───── Excerpt provided ─────

Best way of evaluating limits of multi variable functions

[VietDao29]

'A point z is a limit point of a set S (real or complex) if any neighbourhood of z contains a point of S, other than z itself.'
Hence only one point (meaning one path into the origin) is enough to prove that a limit exists.
So with your example, even if the function is undefined going along the x or y axis, it does not mean that another path cannot approach the origin legitamatly. Therefore there might be a point around the neighbourhood of the origin that is an element of the function \lim_{(x, \ y) \rightarrow (0, \ 0)} |xy| \ln|xy|

Arghhh,... uhmmm, I think you should read my post carefully.
I take that example from this thread. Let's see if you can get it. The limit does not exist, not 0.
This limit:
\lim_{(x, \ y) \rightarrow (0, \ 0)} (|x| + |y|) \ln(|x| + |y|) = 0
Can you see the difference?

One suspician I have with using polar coords is that there might exist some complicated function which have a limit but can only be known by a very complicated and weird path into the origin. The polar coords is not able to pick it up and nor are the other tools like the sandwich theorem be useful.

As I told you before, you should be flexible. Some function like sine, and cosine, logarithm, blah, blah, blah... then you should use something else, polar coord won't help these cases, I think.
Now look at the thread I've shown you to see if you can get it. :)

 

[pivoxa15]

Uhmm, this is not quite correct... :)

3. There is no neighbourhood of (0, 0) that the function is defined for every x, and y in that neighbourhood.

─────

## Work to complete
[a] In the thread on limits of multivariable functions, which tool besides polar coordinates is named as possibly unable to find the limit along a complicated path into the origin?
[b] Reproduce the part of the thread on limits of multivariable functions between "So with your" and "theorem be useful.", inclusive.

───── Provided information ─────

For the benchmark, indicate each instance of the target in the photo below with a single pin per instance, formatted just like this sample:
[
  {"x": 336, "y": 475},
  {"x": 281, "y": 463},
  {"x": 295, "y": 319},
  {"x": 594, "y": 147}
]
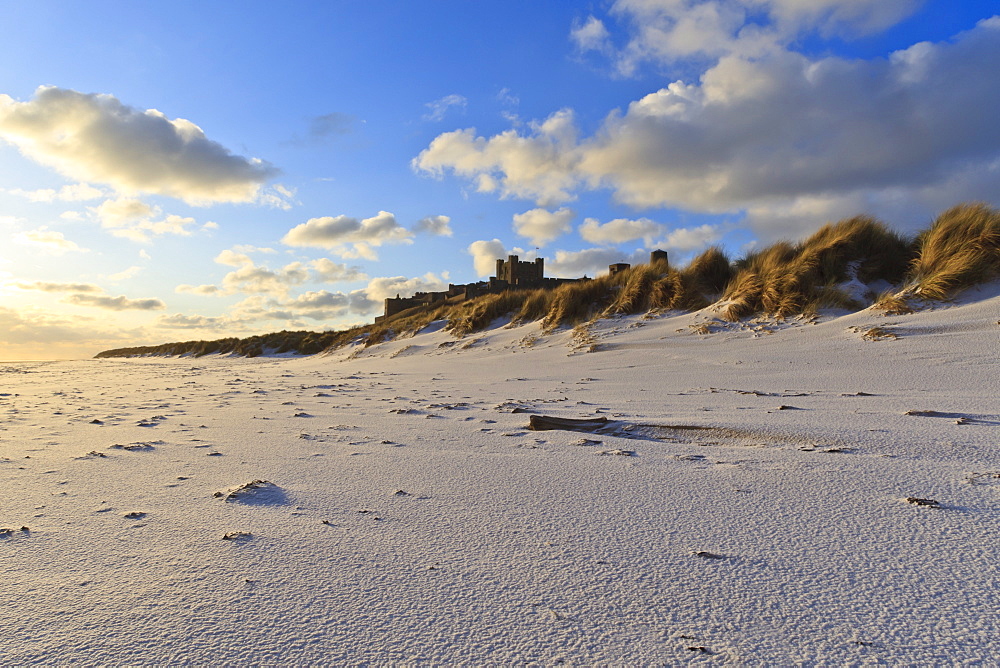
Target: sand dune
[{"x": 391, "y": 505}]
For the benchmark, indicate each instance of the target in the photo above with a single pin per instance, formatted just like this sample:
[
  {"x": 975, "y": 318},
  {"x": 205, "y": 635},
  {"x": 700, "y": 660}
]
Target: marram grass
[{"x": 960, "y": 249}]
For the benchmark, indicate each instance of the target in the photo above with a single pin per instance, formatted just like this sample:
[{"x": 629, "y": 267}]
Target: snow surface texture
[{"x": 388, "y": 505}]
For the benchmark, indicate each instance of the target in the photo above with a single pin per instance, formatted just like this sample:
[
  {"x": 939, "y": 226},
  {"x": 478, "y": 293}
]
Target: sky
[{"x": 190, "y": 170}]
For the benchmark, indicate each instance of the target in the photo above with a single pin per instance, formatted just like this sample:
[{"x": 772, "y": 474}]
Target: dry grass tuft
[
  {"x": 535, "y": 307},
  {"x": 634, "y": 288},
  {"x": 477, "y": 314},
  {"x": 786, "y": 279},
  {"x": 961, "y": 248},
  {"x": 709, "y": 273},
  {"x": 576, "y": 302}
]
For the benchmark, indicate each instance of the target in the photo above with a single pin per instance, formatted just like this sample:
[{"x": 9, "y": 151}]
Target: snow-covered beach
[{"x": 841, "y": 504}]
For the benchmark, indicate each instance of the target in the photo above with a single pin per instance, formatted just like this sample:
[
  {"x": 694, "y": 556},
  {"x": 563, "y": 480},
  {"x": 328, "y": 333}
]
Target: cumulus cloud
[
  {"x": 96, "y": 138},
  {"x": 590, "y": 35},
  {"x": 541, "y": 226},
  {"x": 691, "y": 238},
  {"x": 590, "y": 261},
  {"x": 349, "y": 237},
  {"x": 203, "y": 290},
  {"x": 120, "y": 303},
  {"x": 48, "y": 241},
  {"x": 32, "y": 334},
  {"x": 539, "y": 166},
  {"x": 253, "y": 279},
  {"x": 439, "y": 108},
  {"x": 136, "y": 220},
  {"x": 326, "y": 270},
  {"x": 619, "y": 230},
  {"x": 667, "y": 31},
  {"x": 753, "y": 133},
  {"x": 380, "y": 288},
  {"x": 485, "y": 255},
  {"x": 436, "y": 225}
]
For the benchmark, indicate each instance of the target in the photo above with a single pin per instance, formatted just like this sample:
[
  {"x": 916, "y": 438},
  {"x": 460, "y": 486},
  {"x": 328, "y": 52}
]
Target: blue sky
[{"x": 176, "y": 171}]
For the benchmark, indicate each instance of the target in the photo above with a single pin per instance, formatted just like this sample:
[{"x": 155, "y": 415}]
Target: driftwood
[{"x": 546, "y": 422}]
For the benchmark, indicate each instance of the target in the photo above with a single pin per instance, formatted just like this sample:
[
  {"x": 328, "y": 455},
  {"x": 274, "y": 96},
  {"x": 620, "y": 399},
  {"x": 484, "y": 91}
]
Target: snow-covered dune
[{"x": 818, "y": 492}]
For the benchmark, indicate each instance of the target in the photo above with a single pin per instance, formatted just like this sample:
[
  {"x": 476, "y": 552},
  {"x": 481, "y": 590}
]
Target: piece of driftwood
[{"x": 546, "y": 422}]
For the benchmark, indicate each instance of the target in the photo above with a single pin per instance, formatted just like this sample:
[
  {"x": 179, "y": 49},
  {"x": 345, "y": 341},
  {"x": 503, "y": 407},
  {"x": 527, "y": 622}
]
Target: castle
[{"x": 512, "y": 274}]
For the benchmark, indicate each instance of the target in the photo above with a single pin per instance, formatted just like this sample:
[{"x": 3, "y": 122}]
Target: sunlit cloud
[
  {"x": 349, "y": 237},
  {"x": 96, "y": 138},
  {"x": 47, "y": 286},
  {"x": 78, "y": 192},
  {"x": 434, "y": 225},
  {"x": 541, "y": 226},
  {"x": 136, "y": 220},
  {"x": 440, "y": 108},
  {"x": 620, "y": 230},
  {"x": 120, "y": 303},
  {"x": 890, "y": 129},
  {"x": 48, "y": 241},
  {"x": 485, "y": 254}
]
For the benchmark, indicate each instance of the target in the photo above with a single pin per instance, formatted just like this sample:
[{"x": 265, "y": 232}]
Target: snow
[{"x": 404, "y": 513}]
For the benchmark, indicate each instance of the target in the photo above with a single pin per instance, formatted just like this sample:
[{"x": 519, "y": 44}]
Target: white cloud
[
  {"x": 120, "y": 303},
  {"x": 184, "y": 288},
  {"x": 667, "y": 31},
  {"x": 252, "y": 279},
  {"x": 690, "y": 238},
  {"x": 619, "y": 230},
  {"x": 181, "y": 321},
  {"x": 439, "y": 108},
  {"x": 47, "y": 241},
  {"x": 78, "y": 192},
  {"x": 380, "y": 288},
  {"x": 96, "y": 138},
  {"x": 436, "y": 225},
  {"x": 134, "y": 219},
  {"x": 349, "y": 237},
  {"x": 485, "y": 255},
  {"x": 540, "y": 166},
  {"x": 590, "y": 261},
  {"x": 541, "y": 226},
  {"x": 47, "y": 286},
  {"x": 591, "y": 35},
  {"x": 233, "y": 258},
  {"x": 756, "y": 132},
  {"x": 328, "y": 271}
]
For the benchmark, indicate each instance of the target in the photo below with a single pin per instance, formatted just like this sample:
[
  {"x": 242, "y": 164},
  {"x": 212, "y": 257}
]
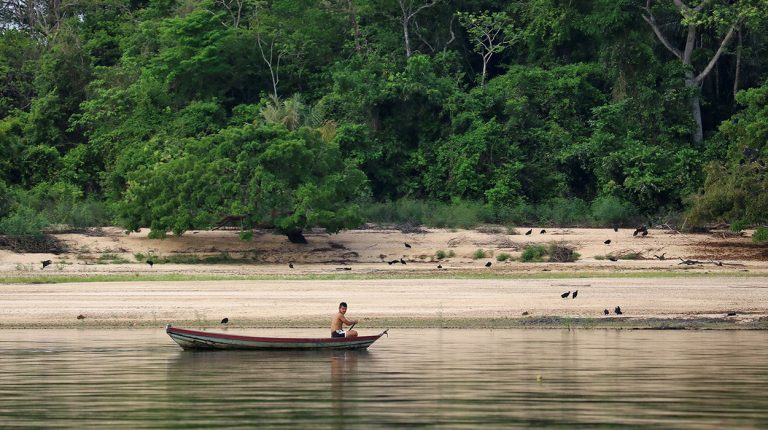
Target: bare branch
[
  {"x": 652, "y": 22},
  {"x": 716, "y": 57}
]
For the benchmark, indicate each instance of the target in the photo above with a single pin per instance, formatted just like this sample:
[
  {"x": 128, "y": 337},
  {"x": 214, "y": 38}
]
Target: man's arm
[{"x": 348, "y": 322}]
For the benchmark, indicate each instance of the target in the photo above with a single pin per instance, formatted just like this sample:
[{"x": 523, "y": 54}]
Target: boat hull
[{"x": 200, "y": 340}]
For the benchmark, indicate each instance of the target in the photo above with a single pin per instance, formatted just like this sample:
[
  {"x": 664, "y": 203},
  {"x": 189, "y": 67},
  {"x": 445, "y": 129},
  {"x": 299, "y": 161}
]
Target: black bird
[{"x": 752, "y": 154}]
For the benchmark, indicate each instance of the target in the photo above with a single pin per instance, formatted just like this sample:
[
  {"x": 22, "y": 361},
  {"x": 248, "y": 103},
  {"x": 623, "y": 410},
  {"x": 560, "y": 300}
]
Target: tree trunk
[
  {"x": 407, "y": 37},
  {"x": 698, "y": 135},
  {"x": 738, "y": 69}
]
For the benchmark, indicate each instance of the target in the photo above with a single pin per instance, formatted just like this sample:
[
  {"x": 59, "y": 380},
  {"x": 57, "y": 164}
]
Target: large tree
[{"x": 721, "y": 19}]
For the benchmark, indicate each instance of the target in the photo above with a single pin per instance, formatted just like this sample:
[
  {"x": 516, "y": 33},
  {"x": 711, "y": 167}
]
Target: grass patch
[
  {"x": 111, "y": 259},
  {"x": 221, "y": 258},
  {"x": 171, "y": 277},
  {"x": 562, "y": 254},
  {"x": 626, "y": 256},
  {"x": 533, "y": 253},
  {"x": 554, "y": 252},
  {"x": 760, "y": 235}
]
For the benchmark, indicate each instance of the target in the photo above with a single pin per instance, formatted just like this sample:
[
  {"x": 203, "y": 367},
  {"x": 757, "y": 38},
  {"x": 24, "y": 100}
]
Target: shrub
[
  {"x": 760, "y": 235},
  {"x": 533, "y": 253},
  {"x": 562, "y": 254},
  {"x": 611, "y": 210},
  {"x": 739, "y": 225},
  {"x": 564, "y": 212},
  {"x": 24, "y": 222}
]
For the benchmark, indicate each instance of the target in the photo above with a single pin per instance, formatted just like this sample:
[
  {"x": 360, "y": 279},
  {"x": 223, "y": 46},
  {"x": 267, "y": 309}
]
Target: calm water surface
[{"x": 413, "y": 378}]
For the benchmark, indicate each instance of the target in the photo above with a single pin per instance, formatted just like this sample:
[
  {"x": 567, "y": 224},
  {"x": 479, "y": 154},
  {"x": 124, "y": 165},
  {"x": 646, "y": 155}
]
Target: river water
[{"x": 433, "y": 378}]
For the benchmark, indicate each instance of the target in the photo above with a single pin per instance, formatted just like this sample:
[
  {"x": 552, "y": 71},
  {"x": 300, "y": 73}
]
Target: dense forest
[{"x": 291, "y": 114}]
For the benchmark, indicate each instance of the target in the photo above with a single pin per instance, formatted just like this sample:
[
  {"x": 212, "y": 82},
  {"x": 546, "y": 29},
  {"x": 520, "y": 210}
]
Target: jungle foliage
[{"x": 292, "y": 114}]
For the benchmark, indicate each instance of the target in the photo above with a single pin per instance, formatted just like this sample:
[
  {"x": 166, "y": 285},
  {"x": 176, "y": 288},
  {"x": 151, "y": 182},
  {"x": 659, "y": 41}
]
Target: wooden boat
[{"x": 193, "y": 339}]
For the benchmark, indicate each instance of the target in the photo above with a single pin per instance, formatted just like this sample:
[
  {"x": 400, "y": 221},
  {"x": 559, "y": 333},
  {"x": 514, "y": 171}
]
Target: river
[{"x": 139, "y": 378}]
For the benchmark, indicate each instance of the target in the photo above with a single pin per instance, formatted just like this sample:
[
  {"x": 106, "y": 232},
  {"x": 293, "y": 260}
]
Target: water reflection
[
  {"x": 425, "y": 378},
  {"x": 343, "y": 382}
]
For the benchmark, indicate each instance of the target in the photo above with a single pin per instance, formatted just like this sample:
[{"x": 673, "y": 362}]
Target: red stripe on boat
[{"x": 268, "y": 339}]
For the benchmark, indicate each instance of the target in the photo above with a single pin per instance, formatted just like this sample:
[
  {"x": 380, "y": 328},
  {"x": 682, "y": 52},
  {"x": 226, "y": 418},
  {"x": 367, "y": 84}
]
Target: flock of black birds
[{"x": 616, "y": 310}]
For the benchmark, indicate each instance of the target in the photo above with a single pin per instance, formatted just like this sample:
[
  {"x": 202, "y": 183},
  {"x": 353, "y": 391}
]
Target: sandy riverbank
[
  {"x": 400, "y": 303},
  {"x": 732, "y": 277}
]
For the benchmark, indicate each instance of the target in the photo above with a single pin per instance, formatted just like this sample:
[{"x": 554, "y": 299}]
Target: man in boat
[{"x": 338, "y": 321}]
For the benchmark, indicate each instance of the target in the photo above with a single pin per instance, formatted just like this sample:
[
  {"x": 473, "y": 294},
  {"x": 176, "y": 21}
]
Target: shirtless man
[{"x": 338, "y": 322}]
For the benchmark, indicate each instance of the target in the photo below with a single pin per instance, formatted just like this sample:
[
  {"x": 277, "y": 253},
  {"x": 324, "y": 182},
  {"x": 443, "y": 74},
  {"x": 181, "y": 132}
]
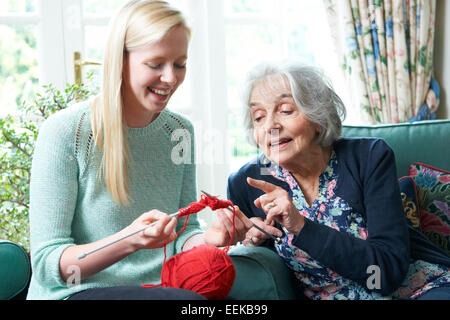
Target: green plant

─────

## Task answers
[a] The sandwich theorem.

[b]
So with your example, even if the function is undefined going along the x or y axis, it does not mean that another path cannot approach the origin legitamatly. Therefore there might be a point around the neighbourhood of the origin that is an element of the function \lim_{(x, \ y) \rightarrow (0, \ 0)} |xy| \ln|xy|

Arghhh,... uhmmm, I think you should read my post carefully.
I take that example from this thread. Let's see if you can get it. The limit does not exist, not 0.
This limit:
\lim_{(x, \ y) \rightarrow (0, \ 0)} (|x| + |y|) \ln(|x| + |y|) = 0
Can you see the difference?

One suspician I have with using polar coords is that there might exist some complicated function which have a limit but can only be known by a very complicated and weird path into the origin. The polar coords is not able to pick it up and nor are the other tools like the sandwich theorem be useful.